Rows of box annotation data:
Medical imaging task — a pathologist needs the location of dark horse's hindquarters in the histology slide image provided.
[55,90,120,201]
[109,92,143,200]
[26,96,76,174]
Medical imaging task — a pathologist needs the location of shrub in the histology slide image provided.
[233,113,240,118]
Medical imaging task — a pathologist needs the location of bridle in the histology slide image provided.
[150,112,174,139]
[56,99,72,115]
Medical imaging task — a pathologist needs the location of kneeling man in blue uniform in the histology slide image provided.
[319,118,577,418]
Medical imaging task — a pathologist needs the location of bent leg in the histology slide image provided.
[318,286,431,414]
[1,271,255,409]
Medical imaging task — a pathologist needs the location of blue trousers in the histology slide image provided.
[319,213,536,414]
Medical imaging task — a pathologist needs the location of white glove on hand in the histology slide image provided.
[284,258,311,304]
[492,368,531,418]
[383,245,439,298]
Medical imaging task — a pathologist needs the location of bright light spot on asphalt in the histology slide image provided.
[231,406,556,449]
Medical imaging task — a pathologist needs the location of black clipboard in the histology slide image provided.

• [PROBLEM TO WORK ON] Please write out all of the records above again, request lines included, offsetting every box coordinate by adding 47 to it.

• [OUTPUT FOR THIS EXERCISE]
Medical imaging task — a pathologist needs the location of dark horse's hindquarters in the histology slide image provided.
[102,137,167,248]
[156,139,190,247]
[73,143,123,221]
Medical imaging task — a pathologist needs the location of shrub in the histology slide image provided.
[280,160,287,165]
Medical imaging task — a pathologist needs the location of bridle in the histology slide image provided.
[197,159,221,186]
[103,146,119,162]
Medical imaging task — a pathologist needs the location of kneeling man in blue uniform in the histology slide image provided.
[366,165,624,465]
Medical imaging task — a pathologist needs the location of bent leg in the histology slide image provided.
[365,333,478,461]
[48,318,302,456]
Medical imaging task — a pathologist needs the location of blue trousers in the histology slide image provided.
[366,260,583,461]
Medical imaging task — a pathologist needs the location of white glove on hand in the histology slide image provided.
[331,305,358,351]
[539,415,578,465]
[430,292,486,345]
Medical imaging task — a pathologist needs the location of bright light spot on asphalt in the histology slide image provided.
[278,453,603,496]
Medical imaging task — a pathologist needs the location of black clipboard in the histology slide image provided.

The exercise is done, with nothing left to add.